##### EXCERPT TO READ

# Types of Dog Training Certifications



## tkking17 (Apr 6, 2010)

I was just wondering if anyone can clarify the different types of Dog Trainer certifications (i.e. CPDT-KA; ACAAB; CAAB; etc.) and which ones are the best. Is there any reputable organization that oversees the certification of dog trainers? Any information would be much appreciated! 

Thanks! 

P.S. I am specifically interested in training certifications focusing on positive reinforcement training methods.


----------



## vjw (Dec 20, 2006)

If you know enough to ask this type of question, you know enough to do the research yourself.

I'm sorry, but I get the feeling you are asking us to do the research for YOUR website.


----------



## tkking17 (Apr 6, 2010)

No actually, I am not a dog trainer. I only know there are many different types of certifications from googling it. However, I am not aware which types are consider the "reputable" ones. If anyone could let me know, I'd appreciate it.


----------



## vjw (Dec 20, 2006)

I always tell persons who are looking for a dog trainer to start with the Association of Pet Dog Trainers (apdt) membership list.


You can start your research of the individual trainer certifications by googling the different certifications here:


Dog Trainer Certification


----------



## tkking17 (Apr 6, 2010)

Thank you! I'll check it out


----------

##########

* SHORT TASK A *
Reproduce the entry that follows this instruction line for line, without the picture.

##### SUPPLIED MATERIAL

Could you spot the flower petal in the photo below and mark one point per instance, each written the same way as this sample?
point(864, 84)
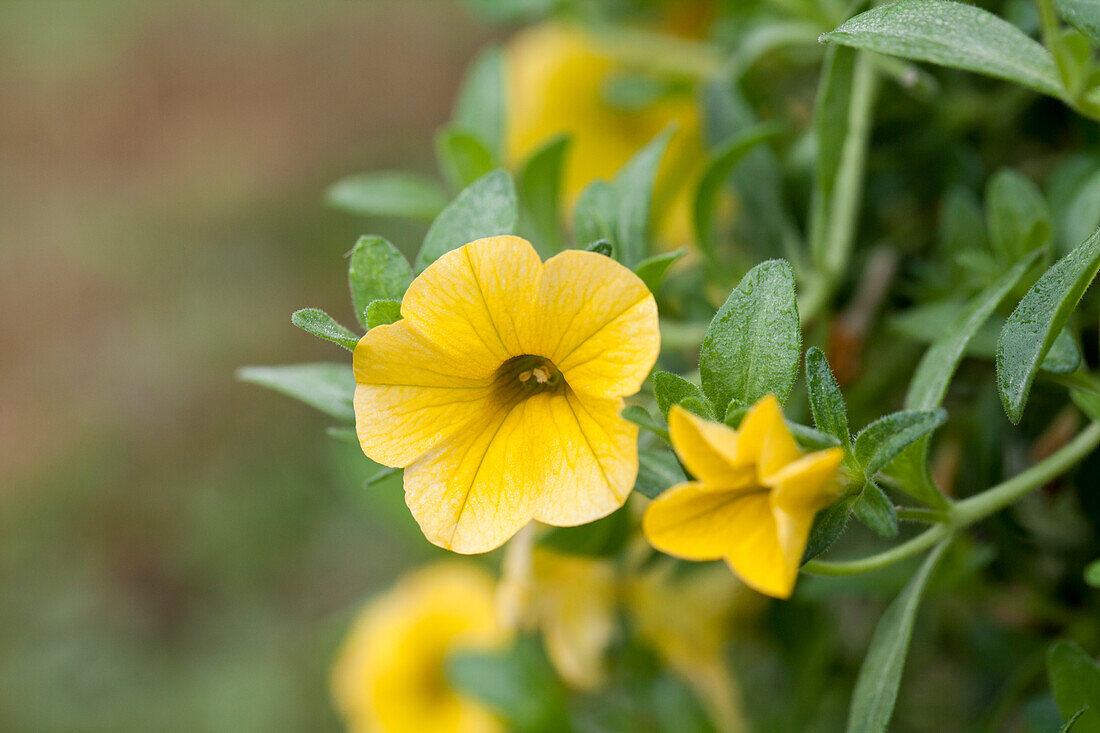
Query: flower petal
point(475, 301)
point(693, 523)
point(708, 450)
point(558, 458)
point(597, 323)
point(409, 396)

##########

* SHORT TASK B *
Summarize the forum thread on dog training certifications in three sentences.

* FINAL ANSWER A *
Could you spot the flower petal in the photo below and mark one point per instance, each written the same way as this sample?
point(864, 84)
Query: flower petal
point(475, 301)
point(693, 523)
point(708, 450)
point(558, 458)
point(597, 323)
point(409, 396)

* FINAL ANSWER B *
A poster asks for clarification of the different dog trainer certifications, such as CPDT-KA, ACAAB and CAAB, which ones are best, and whether a reputable organization oversees them, with a specific interest in positive reinforcement methods. A second poster suspects the research is meant for the asker's website, and the asker replies that they are not a dog trainer and only want to know which certifications are reputable. The second poster then suggests starting with the Association of Pet Dog Trainers membership list and googling the individual certifications, and the asker says they will check it out.